# apla tech jr pump



## sdrdrywall (Sep 4, 2010)

I've seen on here a few guys use the apla tech system but I've been thinking about buying there Jr pump to fill my tools I thought it would a big time saver .anyone have any experience with it ?


----------



## PrecisionTaping (Feb 2, 2012)

Sorry man. I can't help you out here.

Is this what you're talking about?
http://www.walltools.com/apl-jr-pump.html

Is it just for filling? That seems pretty expensive just to fill your boxes faster...


----------



## sdrdrywall (Sep 4, 2010)

It fills boxes tapers angle boxes . I just thought if you have two guys running boxes it would save a bit of time in the long haul and save your shoulders from pumping .think about it I've got 800 sheets this week to finish that's a lot of fill UPS .


----------



## Bazooka-Joe (Dec 31, 2010)

as much as it would work I would not give that company one cent after that junk system they tried selling me, best I ever heard is pay $1000.00 for a tool washer


----------



## JustMe (Apr 17, 2009)

sdrdrywall said:


> I've seen on here a few guys use the apla tech system but I've been thinking about buying there Jr pump to fill my tools I thought it would a big time saver .anyone have any experience with it ?

→ Material:
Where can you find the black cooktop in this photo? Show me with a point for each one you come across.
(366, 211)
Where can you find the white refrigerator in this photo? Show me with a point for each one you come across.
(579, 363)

→ Task details: In one to three sentences, explain why the original poster in the forum thread on the Apla Tech Jr pump believes the pump would pay off. Work from the forum thread alone, not the material.

→ Full solution: With two workers running boxes, the poster expects the pump to save time in the long haul and spare their shoulders from pumping. The poster also has 800 sheets to finish that week, which means many fill-ups.